# [Série d'exercices]
1: Répondez à ces questions sur l'extrait :
(a) Dans quelle ville des ouvriers italiens ont-ils été massacrés ?
(b) Quelle phrase sur le temps l'extrait prête-t-il aux Occidentaux ?
(c) Chez les fils de Han, à quoi mènent l'impatience et la hâte ?
2: Reprenez l'extrait sur le cérémonial et la valeur du temps juste après sa dernière phrase, et écrivez la suite.

# [Extrait]
┌──

Or, l'assassinat d'Alexandre II, de Lincoln, de Garfield, de Carnot, de Mac Kinley, de l'impératrice Elisabeth, de Nasr ed Din, des rois Humbert et Don Carlos, les crimes terroristes, le massacre
des ouvriers italiens à la Nouvelle-Orléans, le chiffre des meurtres qui croît en Europe d'une manière inquiétante, prouvent que les polices les meilleures sont impuissantes à empêcher les
attentats. Ces comparaisons, soulignées par nos journaux, accroissent l'irritation générale.
*
Enfin l'effet produit par votre ignorance complète de notre cérémonial achève de vous disqualifier. Il nous semble incroyable qu'on puisse ignorer ce qui nous fut enseigné de tout temps.
Pour moi, qui suis revenu de bien des choses, je me rends un peu compte de ce qui se passe en vous : énervement produit par l'échange de phrases convenues contre d'autres phrases convenues,
mépris d'un code de cérémonial frivole à vos yeux, exagération de la valeur du temps. « Le temps est de l'argent », dites-vous. Sur ce point, comme sur tant d'autres, les fils de Han et les
Occidentaux ne sont pas d'accord : la résultante de l'impatience et de la hâte, au milieu de nous, est une diminution de vitesse.

└──

# [Données extraites]
┌──

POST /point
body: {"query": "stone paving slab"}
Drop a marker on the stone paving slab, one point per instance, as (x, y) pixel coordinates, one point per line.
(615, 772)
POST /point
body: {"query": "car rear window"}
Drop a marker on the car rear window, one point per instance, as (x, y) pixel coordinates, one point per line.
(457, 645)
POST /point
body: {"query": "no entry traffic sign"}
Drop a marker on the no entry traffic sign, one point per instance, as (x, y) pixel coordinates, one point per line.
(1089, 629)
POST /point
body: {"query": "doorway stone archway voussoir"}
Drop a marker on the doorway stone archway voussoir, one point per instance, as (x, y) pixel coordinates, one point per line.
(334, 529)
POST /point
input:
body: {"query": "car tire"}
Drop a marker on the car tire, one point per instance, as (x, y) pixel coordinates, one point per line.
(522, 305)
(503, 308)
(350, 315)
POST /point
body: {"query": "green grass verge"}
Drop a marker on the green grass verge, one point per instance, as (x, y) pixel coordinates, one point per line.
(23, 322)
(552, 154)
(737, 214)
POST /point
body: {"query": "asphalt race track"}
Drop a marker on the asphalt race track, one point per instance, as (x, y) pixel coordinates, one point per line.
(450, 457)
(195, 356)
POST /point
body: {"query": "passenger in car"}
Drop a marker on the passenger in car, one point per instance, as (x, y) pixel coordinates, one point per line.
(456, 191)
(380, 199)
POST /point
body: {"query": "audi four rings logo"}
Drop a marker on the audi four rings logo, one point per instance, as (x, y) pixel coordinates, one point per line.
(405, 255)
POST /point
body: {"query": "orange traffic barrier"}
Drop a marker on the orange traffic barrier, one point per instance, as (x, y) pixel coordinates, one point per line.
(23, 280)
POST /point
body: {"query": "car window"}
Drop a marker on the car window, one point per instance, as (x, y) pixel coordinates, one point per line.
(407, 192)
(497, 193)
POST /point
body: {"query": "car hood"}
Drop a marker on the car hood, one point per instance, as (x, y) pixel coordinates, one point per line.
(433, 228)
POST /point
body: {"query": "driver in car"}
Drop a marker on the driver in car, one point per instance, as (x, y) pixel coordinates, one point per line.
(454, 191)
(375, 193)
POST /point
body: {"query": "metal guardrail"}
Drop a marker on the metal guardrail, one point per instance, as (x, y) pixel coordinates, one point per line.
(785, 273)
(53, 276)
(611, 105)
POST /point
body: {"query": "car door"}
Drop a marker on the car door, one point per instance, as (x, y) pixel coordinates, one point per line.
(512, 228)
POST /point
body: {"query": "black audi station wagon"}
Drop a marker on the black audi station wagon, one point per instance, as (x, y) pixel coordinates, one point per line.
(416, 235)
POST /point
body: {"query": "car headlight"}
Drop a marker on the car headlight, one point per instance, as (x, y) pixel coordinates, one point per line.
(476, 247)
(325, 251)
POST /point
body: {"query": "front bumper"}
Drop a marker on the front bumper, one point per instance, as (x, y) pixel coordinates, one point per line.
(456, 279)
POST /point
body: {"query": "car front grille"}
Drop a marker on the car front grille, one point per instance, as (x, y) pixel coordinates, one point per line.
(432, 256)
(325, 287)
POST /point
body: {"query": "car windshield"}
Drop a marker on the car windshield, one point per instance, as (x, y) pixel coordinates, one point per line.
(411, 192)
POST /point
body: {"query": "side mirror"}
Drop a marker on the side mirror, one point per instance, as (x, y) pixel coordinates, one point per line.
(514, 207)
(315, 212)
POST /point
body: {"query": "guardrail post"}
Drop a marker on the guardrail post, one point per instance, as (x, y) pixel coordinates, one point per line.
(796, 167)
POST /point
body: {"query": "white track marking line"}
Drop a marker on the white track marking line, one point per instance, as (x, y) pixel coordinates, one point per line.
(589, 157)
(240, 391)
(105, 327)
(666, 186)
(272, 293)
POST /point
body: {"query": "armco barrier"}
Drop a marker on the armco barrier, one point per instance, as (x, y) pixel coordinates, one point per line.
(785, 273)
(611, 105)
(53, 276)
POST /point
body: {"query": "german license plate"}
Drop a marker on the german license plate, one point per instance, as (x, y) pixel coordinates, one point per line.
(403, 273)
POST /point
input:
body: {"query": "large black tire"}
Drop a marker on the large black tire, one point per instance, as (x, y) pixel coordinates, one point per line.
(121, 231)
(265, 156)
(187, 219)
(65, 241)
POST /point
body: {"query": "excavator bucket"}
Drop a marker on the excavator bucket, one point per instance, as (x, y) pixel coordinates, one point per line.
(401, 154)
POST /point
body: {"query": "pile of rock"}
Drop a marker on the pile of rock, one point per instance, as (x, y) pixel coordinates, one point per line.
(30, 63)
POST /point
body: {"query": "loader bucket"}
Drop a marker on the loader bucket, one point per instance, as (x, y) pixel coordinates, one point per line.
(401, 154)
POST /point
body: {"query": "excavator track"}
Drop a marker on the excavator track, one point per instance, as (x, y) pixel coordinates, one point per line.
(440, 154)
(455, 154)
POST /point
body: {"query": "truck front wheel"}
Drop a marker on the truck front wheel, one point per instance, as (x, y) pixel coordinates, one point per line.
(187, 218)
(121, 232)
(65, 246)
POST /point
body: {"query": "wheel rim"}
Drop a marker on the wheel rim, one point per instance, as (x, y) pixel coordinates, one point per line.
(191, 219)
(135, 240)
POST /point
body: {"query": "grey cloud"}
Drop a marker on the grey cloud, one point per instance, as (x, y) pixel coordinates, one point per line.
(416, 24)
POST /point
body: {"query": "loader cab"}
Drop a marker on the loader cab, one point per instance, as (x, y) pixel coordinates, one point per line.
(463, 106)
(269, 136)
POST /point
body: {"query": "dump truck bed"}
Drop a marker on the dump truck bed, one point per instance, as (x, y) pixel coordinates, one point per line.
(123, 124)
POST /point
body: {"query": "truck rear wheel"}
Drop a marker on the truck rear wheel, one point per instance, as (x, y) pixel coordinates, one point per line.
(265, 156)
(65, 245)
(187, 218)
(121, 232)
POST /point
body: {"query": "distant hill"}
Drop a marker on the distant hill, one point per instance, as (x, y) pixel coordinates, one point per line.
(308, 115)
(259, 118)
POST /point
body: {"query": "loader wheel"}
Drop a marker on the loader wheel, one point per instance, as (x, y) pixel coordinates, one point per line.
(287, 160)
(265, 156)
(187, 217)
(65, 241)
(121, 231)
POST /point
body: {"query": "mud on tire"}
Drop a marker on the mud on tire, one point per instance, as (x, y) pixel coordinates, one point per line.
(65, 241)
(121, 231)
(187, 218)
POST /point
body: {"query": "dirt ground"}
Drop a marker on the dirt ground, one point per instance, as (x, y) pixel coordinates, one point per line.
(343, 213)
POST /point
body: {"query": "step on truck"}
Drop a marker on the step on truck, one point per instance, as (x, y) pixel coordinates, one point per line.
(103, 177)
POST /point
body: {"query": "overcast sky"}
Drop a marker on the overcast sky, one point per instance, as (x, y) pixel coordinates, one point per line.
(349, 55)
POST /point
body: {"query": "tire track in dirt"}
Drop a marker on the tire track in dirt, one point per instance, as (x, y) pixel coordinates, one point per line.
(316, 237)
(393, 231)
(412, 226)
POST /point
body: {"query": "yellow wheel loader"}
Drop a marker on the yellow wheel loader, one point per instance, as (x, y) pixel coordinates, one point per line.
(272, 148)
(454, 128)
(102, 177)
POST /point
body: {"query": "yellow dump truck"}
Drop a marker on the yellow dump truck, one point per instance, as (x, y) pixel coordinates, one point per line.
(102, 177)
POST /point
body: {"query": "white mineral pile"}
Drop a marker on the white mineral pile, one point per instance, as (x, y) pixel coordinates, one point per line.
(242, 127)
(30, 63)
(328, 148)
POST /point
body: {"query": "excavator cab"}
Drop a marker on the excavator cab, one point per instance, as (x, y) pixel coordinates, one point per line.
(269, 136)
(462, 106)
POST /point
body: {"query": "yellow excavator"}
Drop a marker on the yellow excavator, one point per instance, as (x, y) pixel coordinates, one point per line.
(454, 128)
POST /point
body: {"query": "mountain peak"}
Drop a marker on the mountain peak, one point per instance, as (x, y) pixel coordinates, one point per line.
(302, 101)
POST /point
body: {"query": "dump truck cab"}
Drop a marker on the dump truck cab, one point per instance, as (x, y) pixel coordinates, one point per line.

└──

# [Réponses aux exercices]
1:
(a) À la Nouvelle-Orléans.
(b) « Le temps est de l'argent. »
(c) À une diminution de vitesse.

2:
Mais, quelle que soit la cause de ce mépris de notre étiquette, il exalte en nous le sentiment de notre supériorité sur des gens qui, refusant d'observer les convenances, se rient du décorum et
des usages reçus.
Le faste officiel nous est cher à nous, Orientaux. Nous ne pouvons comprendre qu'un chef d'État, le président Grant, se soit promené en veston dans les rues de Pékin. Mais veuillez vous rendre
compte de nos impressions devant un cas plus banal. Imaginez qu'on annonce, dans une ville de l'intérieur, l'arrivée prochaine d'un consul général, à qui les traités donnent rang de
taotaï. La foule monte sur les larges remparts de la ville pour voir arriver la procession du grand magnat étranger. Et voici le cortège somptueux qui s'approche. D'abord, un messager
dont le portefeuille rouge contient les cartes de visite chinoises du consul. Puis, dans une chaise à quatre porteurs, un voyageur en vêtements négligés et poussiéreux. Enfin, quelques coolies
qui portent des malles. C'est tout ! La curiosité devient une indifférence méprisante. Quelques heures plus tard, le consul est reçu par le préfet. Nous comparons, à part nous, le vêtement
mandarinal flottant de soie brodée et notre tso i cérémonieux, avec la redingote étriquée et les saluts secs du consul en visite.
N'était notre politesse native, nous serions pris d'une vive hilarité. Bagatelles ! dites-vous. Cependant rien n'augmente plus sûrement notre mépris de l'étranger que le fait de ne pas se soucier
de ces bagatelles.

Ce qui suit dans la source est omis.